GOAL OF THE EXERCISE.
Scan the lines below for "separate"; report the number of lines that contain it, and only that.

** GIVEN DATA follows **

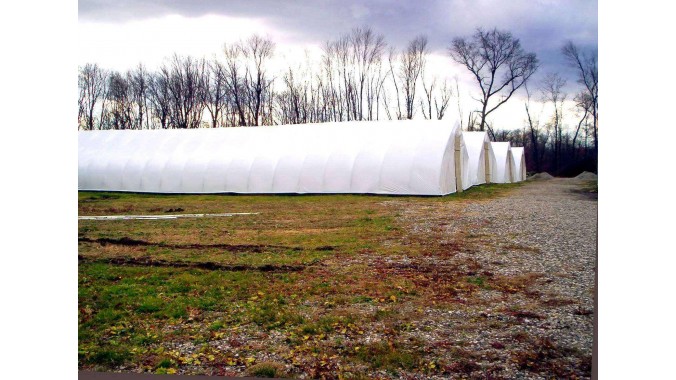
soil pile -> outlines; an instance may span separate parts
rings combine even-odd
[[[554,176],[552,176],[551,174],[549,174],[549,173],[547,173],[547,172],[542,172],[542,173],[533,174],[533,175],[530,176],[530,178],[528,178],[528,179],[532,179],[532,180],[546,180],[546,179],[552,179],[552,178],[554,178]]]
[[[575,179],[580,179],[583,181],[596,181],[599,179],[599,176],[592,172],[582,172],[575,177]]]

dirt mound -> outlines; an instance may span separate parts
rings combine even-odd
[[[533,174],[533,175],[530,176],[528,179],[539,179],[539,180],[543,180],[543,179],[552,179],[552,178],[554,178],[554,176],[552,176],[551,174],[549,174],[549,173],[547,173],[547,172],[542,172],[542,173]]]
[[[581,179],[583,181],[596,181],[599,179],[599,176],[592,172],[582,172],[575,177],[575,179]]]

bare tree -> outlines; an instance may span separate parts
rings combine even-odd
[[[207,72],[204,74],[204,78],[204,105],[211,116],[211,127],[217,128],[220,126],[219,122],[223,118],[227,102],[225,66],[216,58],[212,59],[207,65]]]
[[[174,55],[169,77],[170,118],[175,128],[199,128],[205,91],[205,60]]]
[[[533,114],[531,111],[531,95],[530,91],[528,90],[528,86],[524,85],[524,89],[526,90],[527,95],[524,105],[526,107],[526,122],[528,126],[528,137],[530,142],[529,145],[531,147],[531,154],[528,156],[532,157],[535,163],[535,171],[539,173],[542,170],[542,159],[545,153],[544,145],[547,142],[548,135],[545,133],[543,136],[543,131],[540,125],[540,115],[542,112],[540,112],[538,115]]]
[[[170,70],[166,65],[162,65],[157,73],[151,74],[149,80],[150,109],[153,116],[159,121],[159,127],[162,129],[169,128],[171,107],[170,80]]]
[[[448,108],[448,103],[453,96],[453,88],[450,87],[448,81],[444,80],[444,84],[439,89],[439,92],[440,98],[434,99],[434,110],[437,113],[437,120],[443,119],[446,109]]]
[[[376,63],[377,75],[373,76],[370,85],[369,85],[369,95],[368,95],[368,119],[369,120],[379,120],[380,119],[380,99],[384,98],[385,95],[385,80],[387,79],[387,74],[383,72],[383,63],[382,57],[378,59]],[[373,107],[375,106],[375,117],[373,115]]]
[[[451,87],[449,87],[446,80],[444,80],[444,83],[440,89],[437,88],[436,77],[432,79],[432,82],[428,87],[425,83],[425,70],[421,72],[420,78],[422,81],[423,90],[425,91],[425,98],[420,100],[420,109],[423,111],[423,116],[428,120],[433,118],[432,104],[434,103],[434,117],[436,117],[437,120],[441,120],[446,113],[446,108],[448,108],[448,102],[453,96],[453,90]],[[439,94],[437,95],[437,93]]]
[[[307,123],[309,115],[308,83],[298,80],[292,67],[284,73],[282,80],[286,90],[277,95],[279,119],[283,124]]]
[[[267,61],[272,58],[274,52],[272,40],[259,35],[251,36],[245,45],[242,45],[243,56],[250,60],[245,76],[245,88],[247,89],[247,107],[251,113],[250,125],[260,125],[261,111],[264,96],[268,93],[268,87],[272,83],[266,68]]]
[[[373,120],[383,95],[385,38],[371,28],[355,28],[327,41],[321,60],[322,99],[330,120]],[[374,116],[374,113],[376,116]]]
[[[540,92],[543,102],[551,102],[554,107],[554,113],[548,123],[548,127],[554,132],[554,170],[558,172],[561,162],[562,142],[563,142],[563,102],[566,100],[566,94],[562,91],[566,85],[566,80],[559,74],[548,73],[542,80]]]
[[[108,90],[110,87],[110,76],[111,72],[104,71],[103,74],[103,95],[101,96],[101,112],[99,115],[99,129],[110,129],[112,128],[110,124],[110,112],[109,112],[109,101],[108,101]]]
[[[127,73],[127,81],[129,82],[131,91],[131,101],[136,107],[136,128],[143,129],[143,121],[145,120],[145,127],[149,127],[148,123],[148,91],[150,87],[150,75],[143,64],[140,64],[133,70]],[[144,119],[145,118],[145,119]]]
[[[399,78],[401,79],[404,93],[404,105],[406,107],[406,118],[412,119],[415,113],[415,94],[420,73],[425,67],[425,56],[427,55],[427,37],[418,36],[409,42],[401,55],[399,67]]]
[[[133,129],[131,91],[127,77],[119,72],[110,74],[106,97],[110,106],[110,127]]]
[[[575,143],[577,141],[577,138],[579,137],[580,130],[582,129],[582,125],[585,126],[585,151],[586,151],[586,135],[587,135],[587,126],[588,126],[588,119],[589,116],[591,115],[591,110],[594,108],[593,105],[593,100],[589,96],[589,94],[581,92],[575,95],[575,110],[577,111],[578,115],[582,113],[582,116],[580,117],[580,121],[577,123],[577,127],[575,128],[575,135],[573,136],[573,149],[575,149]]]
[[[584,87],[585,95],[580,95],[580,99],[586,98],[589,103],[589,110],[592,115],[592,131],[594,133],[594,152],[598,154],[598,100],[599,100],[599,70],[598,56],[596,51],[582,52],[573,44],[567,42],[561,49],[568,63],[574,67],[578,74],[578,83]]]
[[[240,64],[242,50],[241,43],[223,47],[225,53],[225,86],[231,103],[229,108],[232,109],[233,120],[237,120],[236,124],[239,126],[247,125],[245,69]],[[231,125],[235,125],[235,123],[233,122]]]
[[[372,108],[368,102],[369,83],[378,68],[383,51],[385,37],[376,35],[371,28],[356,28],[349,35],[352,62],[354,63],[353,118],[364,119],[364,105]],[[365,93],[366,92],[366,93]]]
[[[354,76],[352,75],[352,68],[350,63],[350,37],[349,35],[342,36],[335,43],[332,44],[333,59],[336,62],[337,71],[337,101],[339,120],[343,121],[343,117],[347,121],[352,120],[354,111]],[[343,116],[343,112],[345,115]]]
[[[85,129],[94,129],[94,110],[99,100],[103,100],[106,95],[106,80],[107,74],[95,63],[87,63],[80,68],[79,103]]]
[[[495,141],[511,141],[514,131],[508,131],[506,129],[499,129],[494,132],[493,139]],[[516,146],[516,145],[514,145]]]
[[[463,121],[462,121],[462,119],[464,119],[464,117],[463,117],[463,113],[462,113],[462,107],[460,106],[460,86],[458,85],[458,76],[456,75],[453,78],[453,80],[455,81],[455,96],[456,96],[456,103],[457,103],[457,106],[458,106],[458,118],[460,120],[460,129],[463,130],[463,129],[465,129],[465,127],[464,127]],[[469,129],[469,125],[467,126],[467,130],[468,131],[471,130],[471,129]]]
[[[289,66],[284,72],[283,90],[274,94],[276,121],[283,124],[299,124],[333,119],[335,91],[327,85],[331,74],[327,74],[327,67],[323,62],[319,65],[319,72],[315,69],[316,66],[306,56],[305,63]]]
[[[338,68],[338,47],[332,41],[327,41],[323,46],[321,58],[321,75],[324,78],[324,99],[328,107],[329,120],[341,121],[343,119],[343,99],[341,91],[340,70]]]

** End of GIVEN DATA **

SOLUTION TO THIS TASK.
3